--- Extrait du texte ---

Ahmad Jamal et Yusef Lateef dans la lumière

Publié le par Philippe Deneuve

Ahmad Jamal et Yusef Lateef dans la lumière

Sur la scène de l'Olympia ce 27 juin 2012, Ahmad Jamal avait une force irradiante, une allure qui forçait le respect ; ses longs doigts courant sur le clavier étaient un cours d'esthétisme et une leçon de musique.

Ce coffret DVD et CD est peut-être de ceux qui marqueront l'histoire du jazz. En images et en sons, l'on peut détailler la fine structure du groupe. Car le maître est entouré d'épées : Reginald Veal à la basse, dont l'attitude débonnaire tranche avec son sens des attaques. Herlin Riley, batteur lové dans la pulsation intermédiaire comme un félin, qui sait se faire oublier, ce qui est une grande vertu en jazz. Quant à Manolo Badrena, il a fait les beaux jours des différentes formations de Joe Zawinul. Il est toujours surprenant au milieu de ses congas.

La première partie du concert reprend le répertoire de Blue Moon, le dernier album du pianiste. L'exécution est parfaite et jamais l'on ne se lasse du jeu d'Ahmad Jamal, entre lyrisme tenu et accentuations mesurées. Une musique universelle parce qu'accessible, sans léser pour autant l'amateur d'improvisation. Un summum.

--- Données fournies ---

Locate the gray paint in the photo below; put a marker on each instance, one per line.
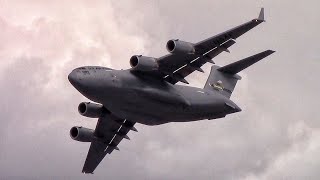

---

- [Travail à faire]
**A.** Traduisez en anglais cette phrase de la critique du concert d'Ahmad Jamal : « Ce coffret DVD et CD est peut-être de ceux qui marqueront l'histoire du jazz. »
**B.** Poursuivez la critique du concert d'Ahmad Jamal après sa dernière phrase.
Les données proviennent d'une autre source que la critique du concert d'Ahmad Jamal.

- [Tâches résolues]
**A.** This DVD and CD box set may well be one of those that will leave their mark on the history of jazz.

**B.**
Mais la grande surprise de ce live est la rencontre du pianiste et de Yusef Lateef, deux anciens compagnons du label Atlantic pendant les années 60. « Ils ne s'étaient pas vus depuis longtemps » m'a dit Pascal Bussy du label Jazz Village. Yusef, 92 ans, arrive d'un pas lent sur scène. Il est vêtu d'une longue tunique et dégage une belle sagesse, tandis que son visage paraît taillé à la serpe. Il s'assoit à côté d'une petite table où sont disposés quelqu'uns des pipeaus et flutiaus qu'il a glané autour du monde. Puis, il nous emmène dans une longue promenade mystique d'une demi-heure, où il alterne ténor plaintif, gémissements gutturaux et chants. Sa transe est communicative. Trouble in Mind, blues incandescent et Brother Hold Your Light, tutoiement poignant avec la mort, éblouissent le public. Un dialogue spirituel et télépathique s'instaure entre les deux maîtres. On est scotché.

Le concert s'achève sur une reprise sereine et rieuse de Poinciana, le tube qui fit la gloire de Jamal lorsqu'il l'enregistra pour le label Chess en 1958, avec Israel Crosby et Vernel Fournier.

Ahmad Jamal était le pianiste préféré de Miles Davis. Ils partagent un sens de l'espace et de l'intensité unique et le goût des mélodies accrocheuses.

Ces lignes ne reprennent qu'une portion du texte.